Исходный текст:
Вечер на Оке в Константинове.
Среди своих сверстников и товарищей по уличным забавам Серега Монах (прозвище Есенина в детстве) был признанным коноводом, неутомимым выдумщиком и заводилой по части различных мальчишеских игр и забав, драчуном и забиякой.
Худощавый и низкорослый,
Средь мальчишек всегда герой,
Часто, часто с разбитым носом
Приходил я к себе домой. (2, 109)
«За озорство, — вспоминает Есенин, — меня ругала только одна бабка, а дедушка иногда сам подзадоривал на кулачную и часто говорил бабке: „Ты у меня, дура, его не трожь. Он так будет крепче!“»[43]
Мало кто из константиновских мальчишек так проворно и ловко карабкался по деревьям, как Есенин, не было среди них и лучшего «специалиста» по части птичьих гнезд и яиц. «Многим, — рассказывал он позднее, — кому грачи в полдень после пахоты мешали спать, я снимал гнезда с берез, по гривеннику за штуку. Один раз сорвался, но очень удачно, оцарапав только лицо и живот да разбив кувшин молока, который нес на косьбу деду» [44].
Постоянными спутниками во всех его похождениях были Клавдий Воронцов — сирота, выросший в доме константиновского священника Смирнова, и Тимофей Данилин — сын деревенской нищенки. Немного позднее Есенин подружился с Николаем Сардановским — сыном учительницы, каждое лето с 1907 года приезжавшей со своими детьми в Константиново[45].

Задание 1: Какое прозвище было у Есенина в детстве, согласно тексту?
Записи никак не связаны с текстом.

Предоставленные записи:
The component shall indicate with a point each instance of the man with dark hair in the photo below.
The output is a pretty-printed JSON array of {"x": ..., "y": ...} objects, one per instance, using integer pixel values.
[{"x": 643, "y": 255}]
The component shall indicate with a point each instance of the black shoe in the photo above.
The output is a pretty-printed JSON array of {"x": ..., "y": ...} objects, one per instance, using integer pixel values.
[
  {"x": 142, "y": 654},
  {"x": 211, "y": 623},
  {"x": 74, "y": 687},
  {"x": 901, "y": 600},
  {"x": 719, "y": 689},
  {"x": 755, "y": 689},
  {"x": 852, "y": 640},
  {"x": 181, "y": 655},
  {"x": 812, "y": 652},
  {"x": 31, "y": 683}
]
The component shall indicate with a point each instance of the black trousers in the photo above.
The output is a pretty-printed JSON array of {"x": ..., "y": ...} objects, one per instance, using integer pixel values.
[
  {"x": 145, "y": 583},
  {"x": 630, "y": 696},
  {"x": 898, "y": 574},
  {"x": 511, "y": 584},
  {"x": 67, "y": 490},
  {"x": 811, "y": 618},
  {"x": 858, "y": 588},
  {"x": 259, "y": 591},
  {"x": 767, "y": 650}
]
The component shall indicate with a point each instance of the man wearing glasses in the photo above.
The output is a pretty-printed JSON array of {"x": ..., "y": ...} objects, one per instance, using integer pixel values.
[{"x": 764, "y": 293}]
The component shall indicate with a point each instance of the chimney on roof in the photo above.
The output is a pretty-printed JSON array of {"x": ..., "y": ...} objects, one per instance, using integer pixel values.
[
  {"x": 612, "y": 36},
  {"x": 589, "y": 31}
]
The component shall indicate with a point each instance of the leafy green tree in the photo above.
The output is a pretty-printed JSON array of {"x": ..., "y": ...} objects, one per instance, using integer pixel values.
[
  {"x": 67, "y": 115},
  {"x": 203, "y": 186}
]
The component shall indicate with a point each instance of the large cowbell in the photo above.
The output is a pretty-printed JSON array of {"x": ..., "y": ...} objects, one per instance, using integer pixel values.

Задание 2: Посчитайте строки записей, в которых встречается строка «each», учитывая регистр букв. В ответе укажите только число.

Ответ 1: Серега Монах.

Ответ 2: 7